*Objectives*
**A.** According to the article about Amazon's finances, what net loss did Amazon report for the three months ended Sept. 30?
**B.** Decide whether each statement agrees with the article about Amazon's finances, answering yes or no and quoting the words that settle it: (i) Amazon's top-line revenue grew by 20%, to $20.58 billion; (ii) the income statement is the report that tells the most about a company's underlying operations; (iii) the statement of cash flows sorts flows into four different activities.
**C.** Write out the part of the article about Amazon's finances that opens with the words containing "Amazon.com is one" and closes with "a meaningful profit.".

*Text section*
Amazon.com is one of the most peculiar publicly traded companies in America. Despite the fact that it's more than two decades old, is the second largest retailer in the world's largest economy, and is the 25th largest company on the S&P 500 by market capitalization, it still doesn't earn a meaningful profit.
In its latest quarter, covering the three months ended Sept. 30, Amazon reported a net loss of $437 million. Meanwhile, its top-line revenue grew by an impressive 20%, to $20.58 billion, during the same period last year in which net sales were $17.09 billion.
But far from serving as evidence of Amazon's lack of profitability, these numbers reveal an important lesson about using the income statement to analyze a growing company that's focused on maximizing long-term shareholder value. Indeed, a peek at Amazon's statement of cash flows reveals that it's not only generating billions of dollars in excess funds from its operations, but that it's using that cash to expand on a number of important fronts.
The income statement's infirmities
While the income statement is probably the most commonly cited financial report -- in part because the price-to-earnings ratio is the best-known valuation metric for common stocks -- it's actually the one that tells us the least about a company's underlying operations. It purports to communicate how much a business earned during a given stretch of time; however, its true purpose is to reconcile the change in a company's balance sheet between two accounting periods.
This creates problems when it comes to assessing a company's ability to generate economic earnings. Among other things, it mandates that a company record non-cash charges for things like depreciation and stock-based employee compensation, even though neither of these are expenses in the traditional sense of the term. It also allows a company to record things as revenue and expenses in certain periods, even if they didn't actually receive or distribute any funds in those periods -- thus, the accounts payable and accounts receivable line items on the balance sheet.
It's for reasons like these that sophisticated investors prefer, instead, to use the statement of cash flows to measure a company's performance. As its title suggests, this report tracks the actual inflows and outflows of cash, and is thus less susceptible to manipulation and more indicative of a company's fiscal health. Additionally, by categorizing flows into three different activities -- operations, investing (including capital expenditures), and financing -- one can get a much better handle on expenditures that are associated with operating a business as opposed to growing one.
With this in mind, it's no coincidence that Amazon uses cash flow and not earnings to measure its own success. If you've ever read one of its quarterly earnings reports, then you know what I mean. Most companies start an earnings release by reporting revenue, net income, and earnings per share; here's the first substantive paragraph from Amazon's latest quarterly press release:
Operating cash flow increased 15% to $5.71 billion for the trailing twelve months, compared with $4.98 billion for the trailing twelve months ended September 30, 2013. Free cash flow increased to $1.08 billion for the trailing twelve months, compared with $388 million for the trailing twelve months ended September 30, 2013. Free cash flow for the trailing twelve months ended September 30, 2013 includes cash outflows for purchases of corporate office space and property in Seattle, Washington, of $1.4 billion.

[Box-labeled dataset extracts]
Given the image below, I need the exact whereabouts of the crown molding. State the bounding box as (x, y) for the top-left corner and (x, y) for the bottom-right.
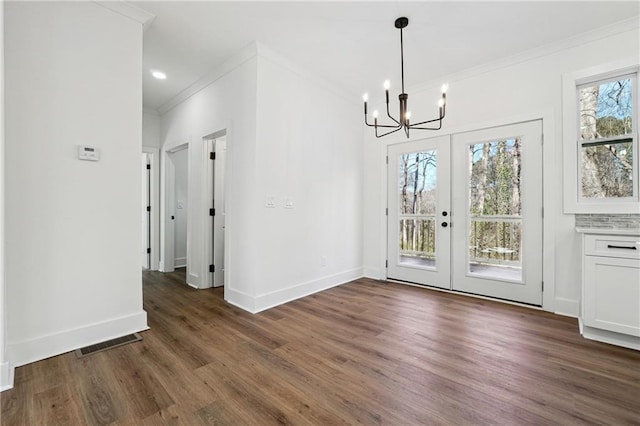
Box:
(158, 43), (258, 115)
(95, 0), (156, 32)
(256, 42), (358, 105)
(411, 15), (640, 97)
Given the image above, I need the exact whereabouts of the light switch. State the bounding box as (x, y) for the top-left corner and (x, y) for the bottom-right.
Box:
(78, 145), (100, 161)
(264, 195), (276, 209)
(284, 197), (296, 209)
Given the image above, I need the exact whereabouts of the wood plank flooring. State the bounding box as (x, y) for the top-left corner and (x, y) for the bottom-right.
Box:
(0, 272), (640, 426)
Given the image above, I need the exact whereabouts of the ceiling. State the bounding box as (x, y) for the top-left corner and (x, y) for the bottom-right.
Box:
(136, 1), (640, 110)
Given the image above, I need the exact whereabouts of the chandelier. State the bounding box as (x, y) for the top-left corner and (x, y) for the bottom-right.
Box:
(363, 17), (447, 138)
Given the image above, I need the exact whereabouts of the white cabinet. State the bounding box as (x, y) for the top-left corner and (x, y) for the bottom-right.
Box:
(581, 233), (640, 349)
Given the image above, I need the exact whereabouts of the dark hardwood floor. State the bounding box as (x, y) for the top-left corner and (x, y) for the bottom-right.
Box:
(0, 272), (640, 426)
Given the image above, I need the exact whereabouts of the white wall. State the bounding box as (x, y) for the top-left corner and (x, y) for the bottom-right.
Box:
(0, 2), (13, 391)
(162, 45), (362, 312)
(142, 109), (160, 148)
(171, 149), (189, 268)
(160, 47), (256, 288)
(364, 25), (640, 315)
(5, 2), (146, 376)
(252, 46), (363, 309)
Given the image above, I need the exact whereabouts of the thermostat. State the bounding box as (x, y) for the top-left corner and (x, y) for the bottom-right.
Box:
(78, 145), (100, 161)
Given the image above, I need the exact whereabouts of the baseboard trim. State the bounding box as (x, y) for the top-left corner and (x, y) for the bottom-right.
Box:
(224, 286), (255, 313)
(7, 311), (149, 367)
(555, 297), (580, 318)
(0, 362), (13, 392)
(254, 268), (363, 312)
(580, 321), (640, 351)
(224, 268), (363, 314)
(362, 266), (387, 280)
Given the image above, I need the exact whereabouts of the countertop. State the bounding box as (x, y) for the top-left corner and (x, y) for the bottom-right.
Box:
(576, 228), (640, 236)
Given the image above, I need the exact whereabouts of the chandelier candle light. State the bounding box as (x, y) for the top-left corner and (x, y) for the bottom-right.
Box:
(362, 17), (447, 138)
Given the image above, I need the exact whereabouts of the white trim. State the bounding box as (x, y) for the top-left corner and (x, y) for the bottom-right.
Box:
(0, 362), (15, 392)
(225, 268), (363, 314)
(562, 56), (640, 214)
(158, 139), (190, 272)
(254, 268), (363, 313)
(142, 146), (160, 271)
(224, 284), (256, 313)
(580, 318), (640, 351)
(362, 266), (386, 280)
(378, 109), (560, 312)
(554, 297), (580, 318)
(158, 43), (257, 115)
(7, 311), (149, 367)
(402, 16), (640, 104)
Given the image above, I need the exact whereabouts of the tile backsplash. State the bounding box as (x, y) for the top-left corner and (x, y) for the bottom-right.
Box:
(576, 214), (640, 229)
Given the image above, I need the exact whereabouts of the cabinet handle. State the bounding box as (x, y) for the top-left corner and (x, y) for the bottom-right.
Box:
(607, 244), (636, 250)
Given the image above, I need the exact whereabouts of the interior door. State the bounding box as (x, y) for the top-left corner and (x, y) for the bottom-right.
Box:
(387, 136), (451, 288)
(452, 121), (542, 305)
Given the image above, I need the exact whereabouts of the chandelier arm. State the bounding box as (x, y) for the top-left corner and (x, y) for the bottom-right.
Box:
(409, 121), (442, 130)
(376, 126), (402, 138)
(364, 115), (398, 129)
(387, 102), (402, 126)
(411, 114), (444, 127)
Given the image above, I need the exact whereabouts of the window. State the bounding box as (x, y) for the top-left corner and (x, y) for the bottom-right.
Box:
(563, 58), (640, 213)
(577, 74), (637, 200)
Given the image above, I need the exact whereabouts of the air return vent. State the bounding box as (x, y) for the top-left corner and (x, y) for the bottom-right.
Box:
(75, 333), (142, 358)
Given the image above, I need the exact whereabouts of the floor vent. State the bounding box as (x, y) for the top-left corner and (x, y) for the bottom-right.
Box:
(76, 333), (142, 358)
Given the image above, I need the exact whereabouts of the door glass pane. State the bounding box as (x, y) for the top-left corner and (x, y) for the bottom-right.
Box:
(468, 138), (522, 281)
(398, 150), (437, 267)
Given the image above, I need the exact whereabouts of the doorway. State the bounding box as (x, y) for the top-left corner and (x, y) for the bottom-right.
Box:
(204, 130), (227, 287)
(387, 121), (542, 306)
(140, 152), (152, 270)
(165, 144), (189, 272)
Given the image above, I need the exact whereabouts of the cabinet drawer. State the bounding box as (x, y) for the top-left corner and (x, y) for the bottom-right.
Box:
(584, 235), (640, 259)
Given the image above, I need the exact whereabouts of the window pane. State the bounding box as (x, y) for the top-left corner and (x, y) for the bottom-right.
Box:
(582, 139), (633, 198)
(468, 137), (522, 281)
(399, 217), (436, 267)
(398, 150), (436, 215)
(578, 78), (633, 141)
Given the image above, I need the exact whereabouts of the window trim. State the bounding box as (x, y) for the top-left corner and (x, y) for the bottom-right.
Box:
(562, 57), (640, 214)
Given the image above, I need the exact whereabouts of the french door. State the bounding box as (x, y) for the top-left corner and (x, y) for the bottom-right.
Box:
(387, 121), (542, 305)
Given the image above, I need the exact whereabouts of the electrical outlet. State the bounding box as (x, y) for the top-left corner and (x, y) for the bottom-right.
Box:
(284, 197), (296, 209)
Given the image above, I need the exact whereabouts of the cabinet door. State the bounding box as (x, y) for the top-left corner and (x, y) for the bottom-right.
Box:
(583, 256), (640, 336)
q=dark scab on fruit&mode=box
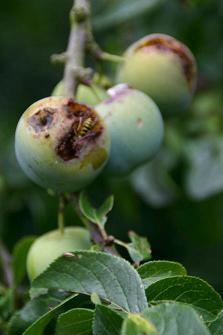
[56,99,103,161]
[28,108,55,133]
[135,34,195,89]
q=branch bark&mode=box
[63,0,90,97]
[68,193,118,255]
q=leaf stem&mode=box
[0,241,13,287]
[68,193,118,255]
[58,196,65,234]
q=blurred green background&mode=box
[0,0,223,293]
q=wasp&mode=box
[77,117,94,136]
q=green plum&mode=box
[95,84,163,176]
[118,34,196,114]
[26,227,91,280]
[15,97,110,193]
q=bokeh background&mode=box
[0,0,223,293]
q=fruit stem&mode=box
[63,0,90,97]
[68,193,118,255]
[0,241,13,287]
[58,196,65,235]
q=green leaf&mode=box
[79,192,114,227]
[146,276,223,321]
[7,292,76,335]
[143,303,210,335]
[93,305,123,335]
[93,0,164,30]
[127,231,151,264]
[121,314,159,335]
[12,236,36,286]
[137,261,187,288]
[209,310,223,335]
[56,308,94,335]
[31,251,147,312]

*Solutions in order*
**A.** A net loss of $437 million.

**B.**
(i) Yes: "its top-line revenue grew by an impressive 20%, to $20.58 billion"
(ii) No: "it's actually the one that tells us the least about a company's underlying operations"
(iii) No: "by categorizing flows into three different activities -- operations, investing (including capital expenditures), and financing"

**C.**
Amazon.com is one of the most peculiar publicly traded companies in America. Despite the fact that it's more than two decades old, is the second largest retailer in the world's largest economy, and is the 25th largest company on the S&P 500 by market capitalization, it still doesn't earn a meaningful profit.